RECORDS SUPPLIED: Begin

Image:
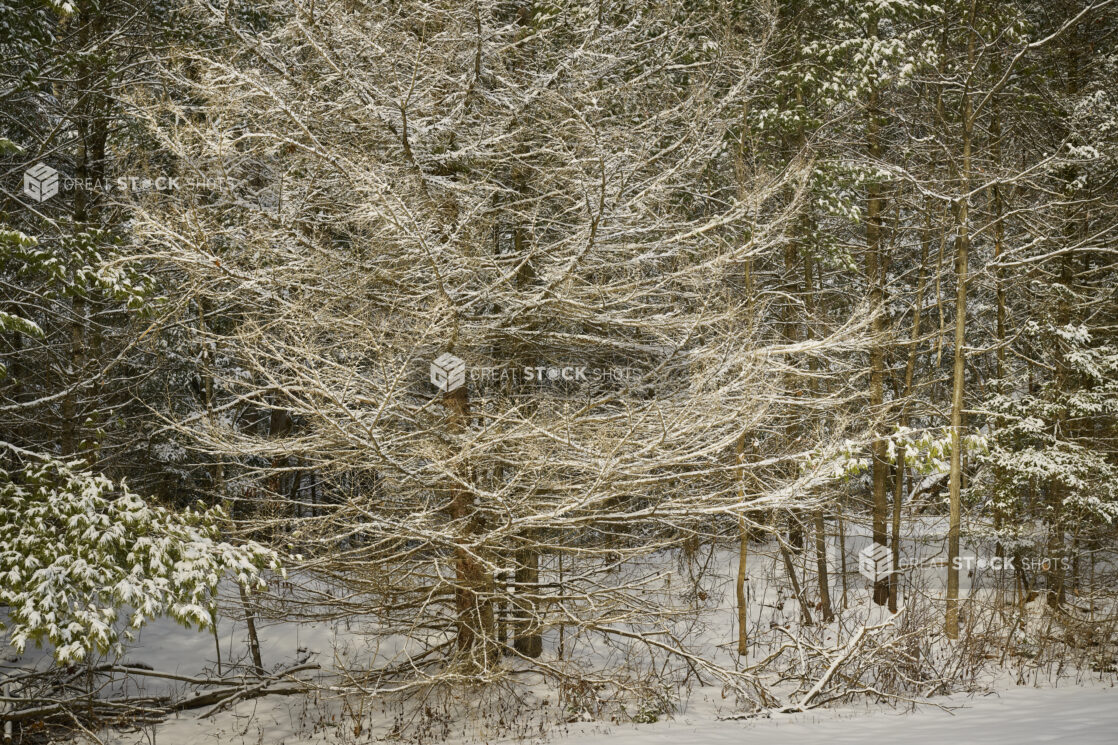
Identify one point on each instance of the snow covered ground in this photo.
(1077, 716)
(1016, 716)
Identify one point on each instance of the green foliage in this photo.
(77, 550)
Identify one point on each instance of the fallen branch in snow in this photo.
(825, 666)
(40, 703)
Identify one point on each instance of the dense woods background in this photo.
(831, 271)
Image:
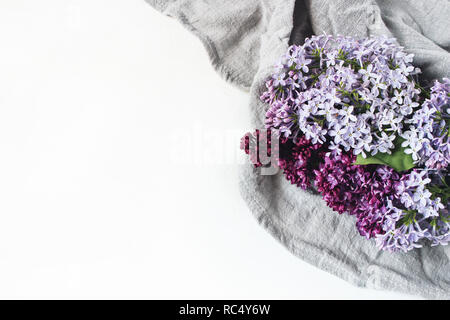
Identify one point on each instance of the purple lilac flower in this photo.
(418, 215)
(362, 191)
(342, 83)
(298, 159)
(427, 139)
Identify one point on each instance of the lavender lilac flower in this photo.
(334, 99)
(356, 94)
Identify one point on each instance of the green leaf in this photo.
(398, 159)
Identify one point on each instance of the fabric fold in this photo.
(244, 39)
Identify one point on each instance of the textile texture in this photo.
(244, 39)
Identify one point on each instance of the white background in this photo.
(108, 187)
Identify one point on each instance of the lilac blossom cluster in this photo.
(356, 94)
(418, 211)
(335, 100)
(358, 190)
(427, 138)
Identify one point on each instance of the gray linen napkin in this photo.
(244, 39)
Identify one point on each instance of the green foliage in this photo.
(398, 159)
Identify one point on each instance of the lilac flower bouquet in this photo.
(355, 125)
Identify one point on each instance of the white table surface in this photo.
(108, 185)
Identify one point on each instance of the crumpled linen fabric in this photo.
(244, 39)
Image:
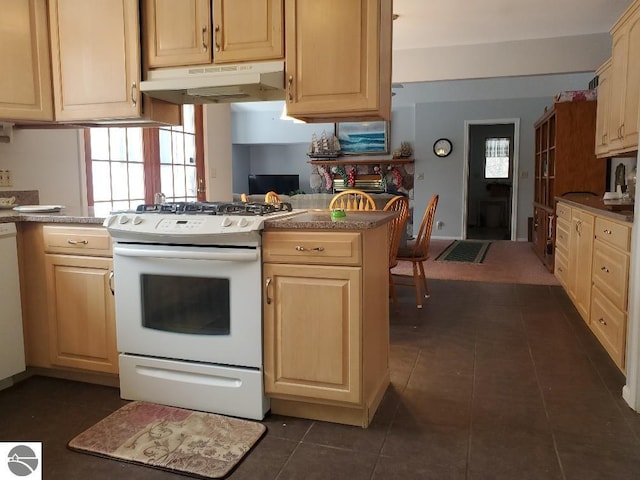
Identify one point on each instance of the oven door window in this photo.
(198, 306)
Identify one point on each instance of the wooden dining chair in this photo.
(398, 204)
(418, 253)
(352, 200)
(272, 197)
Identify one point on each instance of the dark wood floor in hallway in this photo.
(489, 381)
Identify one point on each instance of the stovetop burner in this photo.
(215, 208)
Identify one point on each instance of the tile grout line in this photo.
(593, 365)
(284, 465)
(393, 417)
(544, 403)
(473, 390)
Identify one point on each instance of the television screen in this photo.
(284, 184)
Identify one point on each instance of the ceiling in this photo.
(440, 23)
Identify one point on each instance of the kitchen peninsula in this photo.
(325, 304)
(326, 315)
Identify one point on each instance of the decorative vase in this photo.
(315, 181)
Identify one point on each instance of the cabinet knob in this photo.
(205, 45)
(266, 288)
(300, 248)
(111, 283)
(290, 87)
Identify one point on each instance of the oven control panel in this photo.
(188, 229)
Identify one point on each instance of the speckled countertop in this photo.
(65, 216)
(321, 220)
(615, 209)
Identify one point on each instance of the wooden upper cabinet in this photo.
(617, 91)
(177, 32)
(25, 83)
(629, 131)
(190, 32)
(622, 106)
(246, 30)
(602, 115)
(95, 59)
(338, 56)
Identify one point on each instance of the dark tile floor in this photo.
(489, 381)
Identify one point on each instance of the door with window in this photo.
(490, 182)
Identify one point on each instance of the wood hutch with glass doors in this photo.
(565, 162)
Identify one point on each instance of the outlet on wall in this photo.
(5, 178)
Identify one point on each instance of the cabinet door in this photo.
(95, 51)
(176, 32)
(602, 111)
(247, 30)
(580, 260)
(312, 332)
(346, 75)
(81, 313)
(617, 89)
(25, 83)
(631, 102)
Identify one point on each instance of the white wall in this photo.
(569, 54)
(50, 161)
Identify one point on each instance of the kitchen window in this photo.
(126, 166)
(496, 164)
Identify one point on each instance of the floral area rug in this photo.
(199, 444)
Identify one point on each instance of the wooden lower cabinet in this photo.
(326, 324)
(82, 330)
(313, 339)
(595, 273)
(67, 302)
(580, 248)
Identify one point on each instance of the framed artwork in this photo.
(363, 138)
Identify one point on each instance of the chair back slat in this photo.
(398, 204)
(352, 200)
(421, 245)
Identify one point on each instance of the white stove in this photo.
(188, 296)
(199, 223)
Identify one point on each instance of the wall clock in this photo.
(442, 147)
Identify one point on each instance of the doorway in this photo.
(491, 180)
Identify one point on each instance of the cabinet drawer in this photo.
(77, 240)
(561, 268)
(611, 273)
(609, 324)
(312, 248)
(562, 235)
(563, 211)
(616, 234)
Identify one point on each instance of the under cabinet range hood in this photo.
(239, 82)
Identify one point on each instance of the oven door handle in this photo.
(248, 256)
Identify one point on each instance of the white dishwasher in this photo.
(11, 338)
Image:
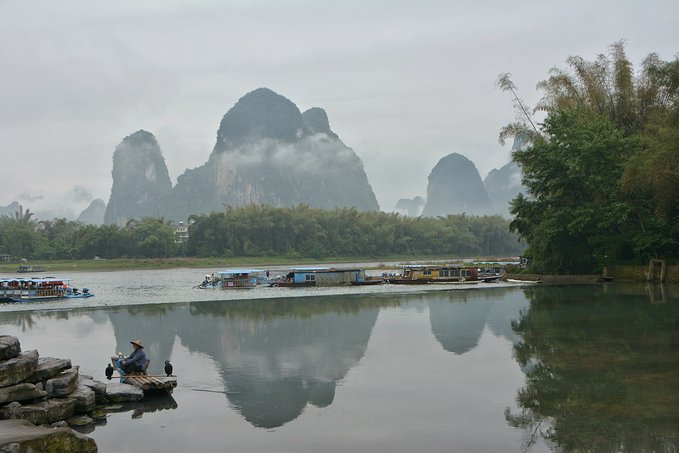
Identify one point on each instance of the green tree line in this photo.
(602, 170)
(260, 230)
(59, 239)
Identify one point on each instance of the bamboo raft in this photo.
(151, 383)
(146, 382)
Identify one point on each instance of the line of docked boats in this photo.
(19, 289)
(330, 276)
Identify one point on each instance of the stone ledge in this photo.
(62, 384)
(21, 435)
(9, 347)
(48, 367)
(18, 369)
(20, 392)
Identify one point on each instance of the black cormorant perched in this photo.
(109, 372)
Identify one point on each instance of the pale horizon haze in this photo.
(403, 83)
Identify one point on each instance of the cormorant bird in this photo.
(109, 372)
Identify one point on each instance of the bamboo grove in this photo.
(602, 169)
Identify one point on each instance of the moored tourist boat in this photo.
(16, 289)
(427, 274)
(234, 278)
(321, 276)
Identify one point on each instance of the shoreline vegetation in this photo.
(96, 265)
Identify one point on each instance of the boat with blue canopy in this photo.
(234, 279)
(19, 289)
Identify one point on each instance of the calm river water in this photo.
(489, 368)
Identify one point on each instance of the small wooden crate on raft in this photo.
(145, 381)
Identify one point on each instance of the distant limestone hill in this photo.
(410, 207)
(141, 181)
(268, 152)
(94, 213)
(10, 209)
(455, 187)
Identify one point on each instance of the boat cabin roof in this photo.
(239, 271)
(324, 269)
(35, 280)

RECORDS SUPPLIED: End

Please copy out the entries above exactly as they appear, but skip their images.

[WRITTEN ANSWER]
Image:
Identify one point on each instance of the snow covered ground in this photo.
(1077, 716)
(1016, 716)
Identify one point on each instance of the green foliage in this photo.
(77, 550)
Identify one point on each instance of the fallen branch in snow in this photo.
(825, 666)
(40, 703)
Identify one point on each instance of the dense woods background in this photo.
(831, 271)
Image:
Identify one point on each instance of the purple lilac flower in this photo.
(418, 215)
(362, 191)
(342, 83)
(298, 159)
(427, 139)
Identify one point on each instance of the lavender lilac flower in this photo.
(334, 99)
(356, 94)
Identify one point on each instance of the green leaf in this photo.
(398, 159)
Identify one point on each instance of the fabric fold in this photo.
(244, 39)
Identify one point on each instance of the textile texture in this photo.
(244, 39)
Identify one point on each instance of the white background in this photo.
(108, 187)
Identify one point on each instance of the lilac blossom cluster in this photo.
(356, 94)
(418, 211)
(335, 100)
(358, 190)
(427, 138)
Identify one point on each instance of the gray linen napkin in this photo.
(244, 39)
Identify one point on each instance of the green foliage in this photo.
(398, 159)
Identify one point on each instance of the lilac flower bouquet in this photo.
(355, 125)
Identify one point on each instance of the white table surface in this photo.
(108, 185)
Identify one point on each instance of the crumpled linen fabric in this photo.
(244, 39)
Image:
Identify one point on each instance of the oven door window in this photo.
(198, 306)
Identify one point on each instance of the wooden dining chair in this photo.
(398, 204)
(418, 253)
(352, 200)
(272, 197)
Identify one point on each instance of the dark wood floor in hallway in this photo.
(489, 381)
Identify one point on each instance of the stovetop burner in this photo.
(215, 208)
Identify one point on each instance of the tile grout line in this photo.
(593, 365)
(284, 465)
(393, 417)
(544, 403)
(473, 390)
Identify one point on each instance of the television screen in this photo.
(284, 184)
Identify one point on each instance of the ceiling in this photo.
(440, 23)
Identify one point on each instance of the kitchen peninsula in this photo.
(325, 304)
(326, 315)
Identify one point on each instance of the decorative vase in this photo.
(315, 181)
Identify one point on each instance of the cabinet knob in this photo.
(205, 45)
(266, 288)
(300, 248)
(111, 283)
(290, 87)
Identify one point on each instance of the oven control panel in this photo.
(188, 229)
Identify one point on each instance of the speckled countertop in this photo.
(65, 216)
(321, 220)
(615, 209)
Identify one point on each instance of the wooden upper cabinet in this photo.
(617, 91)
(177, 32)
(25, 83)
(629, 131)
(190, 32)
(622, 106)
(246, 30)
(602, 115)
(95, 59)
(338, 56)
Identify one point on each instance of the dark tile floor in this photo.
(489, 381)
Identify one point on each instance of the door with window in this photo.
(490, 182)
Identify one point on each instance of the wood hutch with glass doors in this photo.
(565, 162)
Identify one point on each instance of the outlet on wall in this photo.
(5, 178)
Identify one point on each instance of the cabinet door in this photo.
(95, 51)
(176, 32)
(602, 111)
(247, 30)
(580, 260)
(312, 332)
(346, 75)
(81, 313)
(617, 89)
(25, 83)
(631, 102)
Identify one point on each instance of the white wall in this photo.
(569, 54)
(50, 161)
Identify one point on each instance of the kitchen window in this photo.
(126, 166)
(496, 164)
Identify one point on each instance of the floral area rug in this photo.
(199, 444)
Identify one point on each instance of the wooden lower cabinet in this photo.
(326, 324)
(82, 330)
(313, 339)
(595, 273)
(67, 302)
(580, 248)
Identify one point on each instance of the framed artwork in this photo.
(363, 138)
Identify one point on each instance of the chair back slat in this photo.
(398, 204)
(352, 200)
(421, 245)
Identify one point on each instance of the white stove in this photo.
(188, 296)
(199, 223)
Identify one point on each instance of the wall clock in this photo.
(442, 147)
Identify one point on each instance of the doorway in this photo.
(491, 180)
Identify one point on each instance of the cabinet drawer in this photo.
(77, 240)
(561, 268)
(611, 273)
(609, 324)
(312, 248)
(562, 235)
(563, 211)
(616, 234)
Identify one point on each instance of the under cabinet range hood in this photo.
(239, 82)
Identify one point on each instance of the oven door handle in this photo.
(248, 256)
Identify one point on each instance of the white dishwasher in this photo.
(11, 338)
Image:
Identify one point on each instance of the green tree line in this photo.
(602, 170)
(260, 230)
(59, 239)
Identify one point on each instance of the bamboo raft in this photo.
(151, 383)
(146, 382)
Identify one point on each instance of the line of docked boats in this photo.
(19, 289)
(330, 276)
Identify one point on each instance of the stone ledge in this photo.
(62, 384)
(21, 435)
(9, 347)
(48, 367)
(18, 369)
(20, 392)
Identify one point on each instance of the black cormorant perched in this photo.
(109, 372)
Identify one point on each instance of the pale horizon haze in this photo.
(403, 83)
Identify one point on each instance of the cormorant bird in this photo.
(109, 372)
Identify one point on each instance of the bamboo grove in this photo.
(602, 169)
Identify one point on each instance of the moored tourist boat in this photo.
(16, 289)
(427, 274)
(234, 278)
(321, 276)
Identify one point on each instance of the shoreline vegetation in this photo.
(96, 265)
Identify one point on each instance of the boat with blue canopy in this photo.
(234, 279)
(19, 289)
Identify one point on each instance of the calm river water in this photo.
(489, 368)
Identify one point on each instance of the small wooden crate on raft in this photo.
(145, 381)
Identify one point on each instance of the distant limestone hill in this photo.
(410, 207)
(141, 181)
(268, 152)
(94, 213)
(10, 209)
(455, 187)
Identify one point on each instance of the boat cabin roof in this photo.
(239, 271)
(324, 269)
(35, 280)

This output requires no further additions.